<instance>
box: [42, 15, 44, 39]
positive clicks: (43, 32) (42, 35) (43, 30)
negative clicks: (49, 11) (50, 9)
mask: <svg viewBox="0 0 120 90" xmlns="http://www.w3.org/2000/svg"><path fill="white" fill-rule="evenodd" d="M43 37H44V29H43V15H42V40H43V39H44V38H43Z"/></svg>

▶ **TASK REQUIREMENTS**
Restate every entry above exactly as it stands.

▶ **PROBLEM SOLUTION**
<instance>
box: [42, 15, 44, 39]
positive clicks: (43, 32) (42, 35) (43, 30)
negative clicks: (49, 11) (50, 9)
mask: <svg viewBox="0 0 120 90" xmlns="http://www.w3.org/2000/svg"><path fill="white" fill-rule="evenodd" d="M43 37H44V29H43V15H42V40H43V39H44V38H43Z"/></svg>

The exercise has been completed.